Excerpts of location labeling data:
## BEGIN
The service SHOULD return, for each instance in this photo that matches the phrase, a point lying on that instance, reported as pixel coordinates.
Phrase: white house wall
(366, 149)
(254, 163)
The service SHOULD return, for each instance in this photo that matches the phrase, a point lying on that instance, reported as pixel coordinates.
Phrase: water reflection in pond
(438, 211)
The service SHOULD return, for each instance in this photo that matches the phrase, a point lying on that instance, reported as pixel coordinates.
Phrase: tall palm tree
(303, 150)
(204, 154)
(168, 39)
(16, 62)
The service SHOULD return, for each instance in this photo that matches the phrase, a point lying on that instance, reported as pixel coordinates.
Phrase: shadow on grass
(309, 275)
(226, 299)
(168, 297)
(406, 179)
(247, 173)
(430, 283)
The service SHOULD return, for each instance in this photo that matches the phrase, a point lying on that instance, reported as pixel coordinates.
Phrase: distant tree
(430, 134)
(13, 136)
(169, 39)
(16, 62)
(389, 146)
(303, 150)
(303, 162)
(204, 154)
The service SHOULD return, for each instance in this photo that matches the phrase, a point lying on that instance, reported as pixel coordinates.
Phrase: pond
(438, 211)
## END
To be done = Set down all of the records shown above once more, exactly.

Full response =
The service SHOULD return, for each instance in this photo that matches the phrase, a point lying on that instance, reported as pixel coordinates.
Phrase: white house wall
(366, 149)
(254, 163)
The service SHOULD return, for each instance in this photo that matches the phrase, a point lying on that instance, reported as pixel coordinates.
Phrase: water reflection in pond
(438, 211)
The service SHOULD return, for each instance in this photo that matches the phrase, a point lying on that instance, reported as pixel coordinates.
Phrase: tall palm tree
(303, 150)
(204, 154)
(168, 39)
(16, 62)
The service SHOULD return, for each instance in this photo that matches the phrase, a point lying on that instance, reported as pixel coordinates.
Phrase: shadow on grass
(309, 275)
(226, 299)
(168, 297)
(406, 179)
(247, 173)
(430, 283)
The service SHOULD return, for each instance in this photo that matches the phrase, a point lying on that instance, reported as pixel coordinates.
Phrase: distant tree
(430, 134)
(13, 136)
(169, 39)
(16, 62)
(389, 146)
(303, 150)
(303, 162)
(204, 154)
The service SHOULD return, for each instance in this photo that matches the phrase, a point lying on that instance, reported as pixel coordinates.
Phrase: pond
(438, 211)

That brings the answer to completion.